**Goal of the exercise**
Extend the review of the book about Nathan, Michael, and the Pokot tribe, picking up right after its last sentence.

**Text excerpt**
=-=-=

Nathan gains weight, the Pokot tribe doesn’t have enough food to eat or water to drink. Nathan nurses his depression watching Seinfeld re-runs in his parent’s basement while Michael negotiates peace in the midst of nomadic warfare.
The reader isn’t pounded over the head with facts and figures about disparity or injustice.
Instead, we come to recognize the imbalances intimately and profoundly as the narrative weaves back and forth between Nathan and Michael’s lives. The book by no means tries to coax the reader into guilty self consciousness or some heroic self denial, rather it attempts to tell the truth about the struggles of living as vulnerable human beings in this complex and ragged world–wherever you land in it–whether your struggles are with disappearing grazing land in the African desert or the changing nature of faith in American culture.
Robert’s often understated (sometimes uproarious) self-deprecating sense of humor is one of the most delightful parts of the book. He is funny and human and he’s not afraid to look hapless or defeated. He sweats and cries and “reaches for the anxiety medication in his back pack” in the Kenyan desert when he first encounters the Pokot herdsmen armed with AK-47’s.
This is the antithesis to the great white men stories I heard growing up. As he enters into the endeavor with Michael, Nathan is tentative and questioning. When Michael tells him he needs his help to start a school in Kenya, Nathan asks “why me?” Michael answers, “Because you are teachable, and where we’re going you need to be teachable.” This is a beautiful reversal from the usual story.
Michael is smart, good natured, and forgiving, with a sense of humor that is different from Nathan’s but just as winning. We hear his affable and melodious voice throughout the dialogue so accurately reconstructed (I know–I’ve heard Michael speak and Nathan gets it so right on.)

=-=-=

**Given entries**
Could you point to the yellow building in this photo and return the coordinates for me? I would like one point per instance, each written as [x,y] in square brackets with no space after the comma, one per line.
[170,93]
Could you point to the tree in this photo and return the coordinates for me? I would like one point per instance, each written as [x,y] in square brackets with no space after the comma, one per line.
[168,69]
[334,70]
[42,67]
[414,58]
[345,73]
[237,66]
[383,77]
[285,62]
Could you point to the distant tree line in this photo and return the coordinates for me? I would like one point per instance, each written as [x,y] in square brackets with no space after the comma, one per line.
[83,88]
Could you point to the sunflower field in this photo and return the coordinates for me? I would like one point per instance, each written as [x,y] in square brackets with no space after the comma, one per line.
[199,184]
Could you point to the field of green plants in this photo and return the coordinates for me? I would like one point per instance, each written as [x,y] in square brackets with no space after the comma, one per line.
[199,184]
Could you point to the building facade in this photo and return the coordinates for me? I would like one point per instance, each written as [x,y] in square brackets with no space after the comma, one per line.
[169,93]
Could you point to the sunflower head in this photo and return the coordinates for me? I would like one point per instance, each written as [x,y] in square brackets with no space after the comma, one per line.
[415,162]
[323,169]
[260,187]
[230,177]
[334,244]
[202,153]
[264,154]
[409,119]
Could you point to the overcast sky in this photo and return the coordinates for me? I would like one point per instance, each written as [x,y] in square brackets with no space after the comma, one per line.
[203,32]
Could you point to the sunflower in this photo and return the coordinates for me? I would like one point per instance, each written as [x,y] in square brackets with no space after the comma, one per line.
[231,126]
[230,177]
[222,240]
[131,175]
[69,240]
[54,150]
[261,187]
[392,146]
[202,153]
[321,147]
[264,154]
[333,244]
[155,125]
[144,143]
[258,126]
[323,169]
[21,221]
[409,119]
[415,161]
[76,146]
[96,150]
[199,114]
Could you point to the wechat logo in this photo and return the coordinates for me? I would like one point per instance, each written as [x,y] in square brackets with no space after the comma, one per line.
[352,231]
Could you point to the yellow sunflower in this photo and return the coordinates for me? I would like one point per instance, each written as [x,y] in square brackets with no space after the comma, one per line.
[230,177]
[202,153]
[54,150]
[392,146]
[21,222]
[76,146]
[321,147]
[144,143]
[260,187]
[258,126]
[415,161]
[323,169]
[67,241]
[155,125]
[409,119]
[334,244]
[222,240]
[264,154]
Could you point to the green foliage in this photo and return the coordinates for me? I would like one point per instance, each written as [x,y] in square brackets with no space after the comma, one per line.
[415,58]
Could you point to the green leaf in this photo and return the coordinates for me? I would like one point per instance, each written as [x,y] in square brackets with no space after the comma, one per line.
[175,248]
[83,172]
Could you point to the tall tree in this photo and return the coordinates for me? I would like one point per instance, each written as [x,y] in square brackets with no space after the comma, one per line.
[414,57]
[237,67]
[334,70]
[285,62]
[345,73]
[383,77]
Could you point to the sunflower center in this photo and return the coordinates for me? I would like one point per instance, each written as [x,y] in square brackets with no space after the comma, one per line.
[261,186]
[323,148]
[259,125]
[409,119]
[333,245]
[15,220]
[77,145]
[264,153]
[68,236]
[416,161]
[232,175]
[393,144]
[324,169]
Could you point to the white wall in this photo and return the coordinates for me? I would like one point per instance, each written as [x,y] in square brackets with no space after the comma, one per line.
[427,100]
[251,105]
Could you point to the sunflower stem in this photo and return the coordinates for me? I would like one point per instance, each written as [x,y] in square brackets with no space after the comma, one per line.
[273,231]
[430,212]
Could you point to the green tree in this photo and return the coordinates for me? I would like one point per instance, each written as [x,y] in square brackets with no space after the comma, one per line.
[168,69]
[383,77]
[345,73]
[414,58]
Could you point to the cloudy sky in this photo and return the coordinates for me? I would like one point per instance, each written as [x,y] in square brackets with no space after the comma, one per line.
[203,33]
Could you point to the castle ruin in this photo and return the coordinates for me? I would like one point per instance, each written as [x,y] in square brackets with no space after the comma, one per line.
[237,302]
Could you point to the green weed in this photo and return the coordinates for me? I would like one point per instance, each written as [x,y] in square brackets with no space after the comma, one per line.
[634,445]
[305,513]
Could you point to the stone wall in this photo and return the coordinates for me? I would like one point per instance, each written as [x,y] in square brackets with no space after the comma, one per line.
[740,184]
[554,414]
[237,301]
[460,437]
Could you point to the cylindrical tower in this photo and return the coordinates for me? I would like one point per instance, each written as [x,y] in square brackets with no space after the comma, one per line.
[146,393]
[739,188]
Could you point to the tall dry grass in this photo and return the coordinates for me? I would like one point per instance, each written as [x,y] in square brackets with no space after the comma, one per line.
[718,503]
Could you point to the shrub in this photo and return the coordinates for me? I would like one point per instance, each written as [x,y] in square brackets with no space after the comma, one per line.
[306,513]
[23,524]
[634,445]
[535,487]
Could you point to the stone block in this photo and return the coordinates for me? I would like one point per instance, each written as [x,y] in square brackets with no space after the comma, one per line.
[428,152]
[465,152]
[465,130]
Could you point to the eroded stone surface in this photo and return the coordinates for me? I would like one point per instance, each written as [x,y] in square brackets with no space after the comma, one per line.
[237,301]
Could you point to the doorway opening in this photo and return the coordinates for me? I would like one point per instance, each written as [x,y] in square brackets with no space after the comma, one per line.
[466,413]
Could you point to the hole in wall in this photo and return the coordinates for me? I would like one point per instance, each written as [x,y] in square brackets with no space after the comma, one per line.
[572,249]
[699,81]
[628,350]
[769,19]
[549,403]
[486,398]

=-=-=

**Answer to this problem**
Though realities we have created in North America (private ownership, mass incarceration, the dealth penalty, the merciless dominion of the clock) often look ignorant and brutal in the face of the values Michael learned in the Pokot tribe:
“We don’t own things in the same way people seem to here in America. This is our truck because you are one of us. In Africa it is always us”
Michael explains that in Pokot culture
“a punishment is meant to reform the person as quickly as possible so the criminal can be brought back into the group… In America there is the potential to give up on somebody, to leave them outside the community. But there are no prisons in the desert, and without prisons the elders have two choices; reform you or kill you… if they kill you they are not only losing a good worker, but also a brother, and a son. And the desert has already taken so many of our sons.”
Michael never delivers this wisdom in a ranting, shaming or heavy-handed manner. But he is resolutely, relentlessly dogged in pursuit of his dream to give children from the nomadic tribes of Kenya the same opportunities for education that he was given as a World Vision sponsor child when he happened upon a missionary couple after being lost in the desert following the raid on his homestead.
Perhaps Daylight succeeds where other western funded projects fail, because it is truly, veritably led by the party with the most intimate knowledge of the people it intends to help.
Michael is the leader, the visionary in this story. But he is not a romanticized hero. He drinks too much beer one winter night in Minnesota, drives his car onto a frozen lake and gets a DUI. You won’t hear these sorts of stories from many organizations trying to put on a good face in order to raise money to help people. (There was nothing remotely like this in any of the stories I heard about missionaries growing up.) But it is precisely this books willingness to reveal the messiness at the heart of any human endeavor that sets it apart from the usual gloss of this genre.
Poor Millionaires is not a story about heroes or saints. It is the truthful tale of an unlikely friendship between beautiful and messed-up humans and their fumbling sort of path toward something profoundly hopeful. I look forward to following the story of Daylight as the chapters continue to unfold.